• Provided records

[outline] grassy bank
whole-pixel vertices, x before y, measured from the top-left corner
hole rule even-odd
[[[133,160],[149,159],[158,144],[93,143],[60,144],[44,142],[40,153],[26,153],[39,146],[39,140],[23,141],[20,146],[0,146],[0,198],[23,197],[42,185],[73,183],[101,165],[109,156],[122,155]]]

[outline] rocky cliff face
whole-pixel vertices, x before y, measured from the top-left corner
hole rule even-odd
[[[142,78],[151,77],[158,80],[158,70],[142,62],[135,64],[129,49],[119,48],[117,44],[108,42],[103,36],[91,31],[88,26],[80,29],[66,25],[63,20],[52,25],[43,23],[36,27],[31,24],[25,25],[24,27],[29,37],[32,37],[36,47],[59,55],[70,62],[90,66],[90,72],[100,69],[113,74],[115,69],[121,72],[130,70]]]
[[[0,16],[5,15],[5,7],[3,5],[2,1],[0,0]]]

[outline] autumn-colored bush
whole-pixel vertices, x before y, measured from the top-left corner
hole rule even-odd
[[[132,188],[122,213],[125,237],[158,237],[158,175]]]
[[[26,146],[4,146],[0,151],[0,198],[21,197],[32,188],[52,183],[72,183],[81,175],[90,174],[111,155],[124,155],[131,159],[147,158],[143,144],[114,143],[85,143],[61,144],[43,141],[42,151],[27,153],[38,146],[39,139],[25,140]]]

• Written exercise
Copy every line of the material above, character for character, without changing anything.

• Answer for the task
[outline] grassy bank
whole-pixel vertices, x before y, measured from the top-left corner
hole rule even-odd
[[[133,160],[149,159],[158,144],[93,143],[60,144],[44,142],[40,153],[26,153],[39,146],[39,140],[23,141],[20,146],[0,146],[0,198],[23,197],[42,185],[73,183],[101,165],[109,156],[122,155]]]

[outline] rocky cliff face
whole-pixel vertices, x before y, measured from the top-left corner
hole rule even-odd
[[[142,78],[151,77],[158,80],[158,70],[142,62],[135,64],[129,49],[119,48],[117,44],[108,42],[103,36],[91,31],[88,26],[80,29],[66,25],[63,20],[52,25],[43,23],[36,27],[31,24],[25,25],[24,27],[29,37],[32,37],[36,47],[59,55],[70,62],[90,66],[90,72],[100,69],[113,74],[115,69],[121,72],[130,70]]]
[[[0,16],[5,15],[5,7],[3,5],[2,1],[0,0]]]

[outline] autumn-colored bush
whole-pixel vertices, x before y, measured from the top-left corner
hole rule even-odd
[[[132,188],[122,213],[125,237],[158,237],[158,175]]]
[[[26,146],[4,146],[0,151],[0,198],[21,197],[32,188],[52,183],[72,183],[81,175],[90,174],[111,155],[124,155],[131,159],[147,158],[143,144],[114,143],[85,143],[61,144],[43,141],[42,151],[27,153],[38,146],[39,139],[25,140]]]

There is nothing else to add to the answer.